SELECTED EXCERPT
■ ■ ■ ■ ■

December 10, 2020 (Investorideas.com Newswire) When your business gets audited, it can be both mentally and financially draining. It's important to know how to avoid them, so you'll be able to save money and keep the financial future of your company protected. All it requires is conducting your business in a way that doesn't draw additional attention from the IRS. By keeping a good track of your records, you should be able to prevent your business from being audited. Here some key strategies for avoiding a business tax audit.

1. Pay your shareholder-employees a reasonable salary.

A small business that's incorporated as a C Corporation is able to report lower income, and thus, pay lower taxes by inflating the salaries of their executives and shareholder-employees. But then, if your business does this to an excessive degree, it's likely going to draw an audit from the IRS. You can avoid this problem by keeping all the salaries of your executives and shareholders at a level that's reasonable when compared to the rest of your industry. Research companies that are in a similar business and have a similar size to yours. Review the company's financial statements and find out what their executives get paid. You should keep your company's salaries within a similar range.

■ ■ ■ ■ ■

RECORD SET
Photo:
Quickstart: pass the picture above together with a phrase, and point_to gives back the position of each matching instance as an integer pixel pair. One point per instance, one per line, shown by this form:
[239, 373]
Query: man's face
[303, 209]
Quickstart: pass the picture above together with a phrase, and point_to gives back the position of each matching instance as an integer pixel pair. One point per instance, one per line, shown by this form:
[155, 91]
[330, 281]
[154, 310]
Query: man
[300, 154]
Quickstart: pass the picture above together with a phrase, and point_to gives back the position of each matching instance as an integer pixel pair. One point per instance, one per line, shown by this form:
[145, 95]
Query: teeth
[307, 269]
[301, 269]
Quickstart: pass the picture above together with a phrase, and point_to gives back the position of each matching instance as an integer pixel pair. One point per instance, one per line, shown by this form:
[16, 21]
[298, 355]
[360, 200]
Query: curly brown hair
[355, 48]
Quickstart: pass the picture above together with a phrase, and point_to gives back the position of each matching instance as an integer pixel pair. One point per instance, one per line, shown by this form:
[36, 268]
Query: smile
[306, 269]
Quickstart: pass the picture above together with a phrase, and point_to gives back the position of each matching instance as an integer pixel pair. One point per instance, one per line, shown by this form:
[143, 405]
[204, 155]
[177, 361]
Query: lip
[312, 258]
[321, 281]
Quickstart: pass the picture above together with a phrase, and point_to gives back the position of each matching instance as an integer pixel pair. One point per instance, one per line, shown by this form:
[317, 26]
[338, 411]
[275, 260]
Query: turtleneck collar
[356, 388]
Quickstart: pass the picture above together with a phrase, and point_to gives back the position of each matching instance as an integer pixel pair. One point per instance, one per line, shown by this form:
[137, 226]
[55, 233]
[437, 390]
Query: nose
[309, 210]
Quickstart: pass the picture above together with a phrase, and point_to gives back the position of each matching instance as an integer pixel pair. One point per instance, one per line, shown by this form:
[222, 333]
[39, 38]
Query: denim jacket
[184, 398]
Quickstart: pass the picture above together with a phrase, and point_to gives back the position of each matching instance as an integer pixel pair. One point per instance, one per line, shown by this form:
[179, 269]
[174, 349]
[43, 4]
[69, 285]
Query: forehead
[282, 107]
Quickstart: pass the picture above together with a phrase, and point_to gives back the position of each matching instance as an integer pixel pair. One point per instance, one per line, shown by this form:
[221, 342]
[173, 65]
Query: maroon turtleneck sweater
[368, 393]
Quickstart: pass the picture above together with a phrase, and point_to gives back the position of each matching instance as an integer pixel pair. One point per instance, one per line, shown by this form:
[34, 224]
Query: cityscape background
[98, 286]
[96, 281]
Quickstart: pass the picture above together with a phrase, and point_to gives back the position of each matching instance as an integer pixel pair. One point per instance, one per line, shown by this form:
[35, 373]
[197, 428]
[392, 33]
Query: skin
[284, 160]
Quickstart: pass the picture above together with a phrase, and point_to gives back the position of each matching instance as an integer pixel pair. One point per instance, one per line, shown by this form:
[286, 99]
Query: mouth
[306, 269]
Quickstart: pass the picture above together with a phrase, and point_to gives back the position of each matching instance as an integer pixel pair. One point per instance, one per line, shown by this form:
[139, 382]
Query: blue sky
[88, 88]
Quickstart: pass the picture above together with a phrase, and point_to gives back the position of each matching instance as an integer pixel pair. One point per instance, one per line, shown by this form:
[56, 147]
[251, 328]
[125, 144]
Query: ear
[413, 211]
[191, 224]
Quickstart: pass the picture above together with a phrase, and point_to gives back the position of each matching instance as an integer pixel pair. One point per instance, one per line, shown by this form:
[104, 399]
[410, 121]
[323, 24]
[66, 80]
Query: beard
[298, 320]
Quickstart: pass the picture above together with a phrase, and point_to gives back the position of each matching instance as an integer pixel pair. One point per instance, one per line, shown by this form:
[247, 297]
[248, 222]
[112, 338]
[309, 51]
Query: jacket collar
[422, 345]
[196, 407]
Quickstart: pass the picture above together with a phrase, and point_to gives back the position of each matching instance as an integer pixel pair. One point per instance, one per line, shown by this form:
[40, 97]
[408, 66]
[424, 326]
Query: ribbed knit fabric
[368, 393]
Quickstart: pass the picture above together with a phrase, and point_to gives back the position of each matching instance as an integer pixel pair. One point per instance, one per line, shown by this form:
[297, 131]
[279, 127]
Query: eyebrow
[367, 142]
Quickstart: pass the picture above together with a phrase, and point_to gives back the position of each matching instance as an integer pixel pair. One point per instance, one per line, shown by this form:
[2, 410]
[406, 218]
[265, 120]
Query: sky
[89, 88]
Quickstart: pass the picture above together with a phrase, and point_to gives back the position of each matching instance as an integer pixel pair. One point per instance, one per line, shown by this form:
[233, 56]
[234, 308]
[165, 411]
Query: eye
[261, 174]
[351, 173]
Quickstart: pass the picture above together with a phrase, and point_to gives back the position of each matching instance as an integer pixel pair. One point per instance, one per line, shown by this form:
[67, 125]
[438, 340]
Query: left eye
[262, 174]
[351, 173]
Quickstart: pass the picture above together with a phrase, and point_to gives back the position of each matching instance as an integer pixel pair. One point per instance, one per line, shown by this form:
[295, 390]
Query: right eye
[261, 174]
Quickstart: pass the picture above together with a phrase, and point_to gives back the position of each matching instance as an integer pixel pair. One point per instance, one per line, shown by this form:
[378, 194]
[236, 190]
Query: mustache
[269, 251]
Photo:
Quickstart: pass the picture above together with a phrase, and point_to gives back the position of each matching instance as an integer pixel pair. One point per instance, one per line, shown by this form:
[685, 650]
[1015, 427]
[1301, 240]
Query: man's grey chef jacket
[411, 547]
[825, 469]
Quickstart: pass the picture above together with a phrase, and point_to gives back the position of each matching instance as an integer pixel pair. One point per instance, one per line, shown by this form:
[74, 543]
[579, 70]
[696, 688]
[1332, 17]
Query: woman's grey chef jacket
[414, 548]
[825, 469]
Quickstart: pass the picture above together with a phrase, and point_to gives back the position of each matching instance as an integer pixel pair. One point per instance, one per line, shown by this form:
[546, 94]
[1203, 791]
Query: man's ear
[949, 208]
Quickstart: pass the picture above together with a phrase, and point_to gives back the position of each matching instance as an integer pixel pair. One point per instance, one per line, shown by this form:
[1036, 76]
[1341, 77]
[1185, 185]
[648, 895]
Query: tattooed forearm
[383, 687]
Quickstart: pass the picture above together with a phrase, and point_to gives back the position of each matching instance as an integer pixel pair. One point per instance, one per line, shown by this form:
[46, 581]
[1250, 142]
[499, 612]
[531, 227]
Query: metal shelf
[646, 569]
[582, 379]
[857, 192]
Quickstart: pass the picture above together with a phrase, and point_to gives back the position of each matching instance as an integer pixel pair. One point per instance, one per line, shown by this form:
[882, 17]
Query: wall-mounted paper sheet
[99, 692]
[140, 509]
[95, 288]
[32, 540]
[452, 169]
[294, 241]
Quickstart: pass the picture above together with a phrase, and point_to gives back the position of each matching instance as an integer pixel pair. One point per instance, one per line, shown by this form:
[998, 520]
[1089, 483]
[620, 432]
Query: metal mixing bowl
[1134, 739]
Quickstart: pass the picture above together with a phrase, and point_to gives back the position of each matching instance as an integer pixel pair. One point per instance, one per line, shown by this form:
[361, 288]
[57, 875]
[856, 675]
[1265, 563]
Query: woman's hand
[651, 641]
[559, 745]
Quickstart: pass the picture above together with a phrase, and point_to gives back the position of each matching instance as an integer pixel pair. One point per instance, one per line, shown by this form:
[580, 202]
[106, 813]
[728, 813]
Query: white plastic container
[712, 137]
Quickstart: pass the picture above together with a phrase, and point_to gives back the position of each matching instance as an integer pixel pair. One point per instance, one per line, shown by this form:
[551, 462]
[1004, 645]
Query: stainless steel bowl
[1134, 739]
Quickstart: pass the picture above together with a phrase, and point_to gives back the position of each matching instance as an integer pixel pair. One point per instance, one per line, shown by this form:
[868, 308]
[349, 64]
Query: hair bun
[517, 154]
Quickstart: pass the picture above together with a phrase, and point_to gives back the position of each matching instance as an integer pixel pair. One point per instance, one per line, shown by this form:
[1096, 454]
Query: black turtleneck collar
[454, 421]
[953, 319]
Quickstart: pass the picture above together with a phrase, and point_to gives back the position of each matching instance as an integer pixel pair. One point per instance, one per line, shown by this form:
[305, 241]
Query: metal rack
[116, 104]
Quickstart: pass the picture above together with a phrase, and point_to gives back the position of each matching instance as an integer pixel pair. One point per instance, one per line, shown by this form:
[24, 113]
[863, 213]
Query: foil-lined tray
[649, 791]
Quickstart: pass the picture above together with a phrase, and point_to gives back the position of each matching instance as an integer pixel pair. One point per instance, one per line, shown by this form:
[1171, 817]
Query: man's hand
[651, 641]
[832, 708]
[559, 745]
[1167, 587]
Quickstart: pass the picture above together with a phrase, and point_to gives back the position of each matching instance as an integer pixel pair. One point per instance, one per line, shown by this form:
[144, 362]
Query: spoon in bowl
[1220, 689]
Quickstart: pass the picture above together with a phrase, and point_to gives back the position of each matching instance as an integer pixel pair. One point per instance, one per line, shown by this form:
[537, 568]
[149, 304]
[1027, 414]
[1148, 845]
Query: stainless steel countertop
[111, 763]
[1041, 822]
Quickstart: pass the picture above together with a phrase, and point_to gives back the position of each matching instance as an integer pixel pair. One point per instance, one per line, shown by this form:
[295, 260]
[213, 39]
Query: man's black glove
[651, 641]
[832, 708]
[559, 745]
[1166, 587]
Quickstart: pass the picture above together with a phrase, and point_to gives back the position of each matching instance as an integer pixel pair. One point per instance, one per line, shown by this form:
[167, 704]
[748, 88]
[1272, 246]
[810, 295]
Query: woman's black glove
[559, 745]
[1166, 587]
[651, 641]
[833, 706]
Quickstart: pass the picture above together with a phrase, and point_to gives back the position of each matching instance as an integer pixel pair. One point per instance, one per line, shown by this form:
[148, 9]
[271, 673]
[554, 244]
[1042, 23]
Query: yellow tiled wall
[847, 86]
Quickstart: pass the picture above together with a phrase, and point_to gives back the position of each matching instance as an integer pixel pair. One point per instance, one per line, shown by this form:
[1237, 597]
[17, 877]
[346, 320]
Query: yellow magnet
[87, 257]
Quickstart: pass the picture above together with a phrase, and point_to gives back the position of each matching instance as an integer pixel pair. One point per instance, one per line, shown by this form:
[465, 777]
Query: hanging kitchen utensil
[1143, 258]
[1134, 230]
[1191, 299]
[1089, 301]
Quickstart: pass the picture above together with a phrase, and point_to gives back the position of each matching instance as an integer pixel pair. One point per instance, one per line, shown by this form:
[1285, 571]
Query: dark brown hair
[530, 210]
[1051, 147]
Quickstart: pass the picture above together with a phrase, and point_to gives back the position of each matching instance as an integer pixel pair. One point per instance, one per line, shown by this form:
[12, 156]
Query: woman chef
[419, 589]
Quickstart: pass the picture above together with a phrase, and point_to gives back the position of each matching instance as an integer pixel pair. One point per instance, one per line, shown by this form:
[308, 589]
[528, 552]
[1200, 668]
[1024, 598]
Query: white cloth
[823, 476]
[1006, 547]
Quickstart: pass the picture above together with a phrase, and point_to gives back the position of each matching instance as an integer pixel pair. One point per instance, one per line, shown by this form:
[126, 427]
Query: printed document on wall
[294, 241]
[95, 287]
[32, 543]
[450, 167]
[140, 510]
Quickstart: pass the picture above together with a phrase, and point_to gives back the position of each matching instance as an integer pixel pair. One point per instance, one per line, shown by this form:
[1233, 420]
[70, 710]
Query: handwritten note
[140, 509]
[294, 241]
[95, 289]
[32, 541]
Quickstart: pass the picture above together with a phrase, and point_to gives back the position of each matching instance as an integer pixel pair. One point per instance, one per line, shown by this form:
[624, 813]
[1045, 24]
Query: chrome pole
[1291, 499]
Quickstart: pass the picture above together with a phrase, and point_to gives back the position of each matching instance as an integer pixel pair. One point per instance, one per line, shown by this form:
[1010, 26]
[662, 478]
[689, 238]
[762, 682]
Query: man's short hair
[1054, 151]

■ ■ ■ ■ ■

TASKS
a: Please list every sentence in the tax audit article that is a command starting with a verb.
b: Pick up the tax audit article where it stops, after the sentence that ends "within a similar range."

TASK RESULTS
a:
- Pay your shareholder-employees a reasonable salary.
- Research companies that are in a similar business and have a similar size to yours.
- Review the company's financial statements and find out what their executives get paid.

b:
2. Limit the number of independent contractors employed.

The IRS is aware that a high ratio of independent contractors to full-time employees can be a technique that businesses use to avoid payroll taxes. Ensure that you stay within the IRS guidelines regarding the use and classification of independent contractors. The IRS defines an independent contractor as an individual who has the autonomy to decide the specific work that has to be done and the way in which it shall get done. You can visit the IRS website to get more information about independent contractors. If you're still not sure as to whether an individual is an employee or an independent contractor, you can file Form SS-8, Determination of Worker Status. Once you file it, the IRS reviews the information you've submitted and sends you a formal decision about the classification. You can find Form SS-8 on the IRS website.

3. Be careful with withholding taxes and withholdings.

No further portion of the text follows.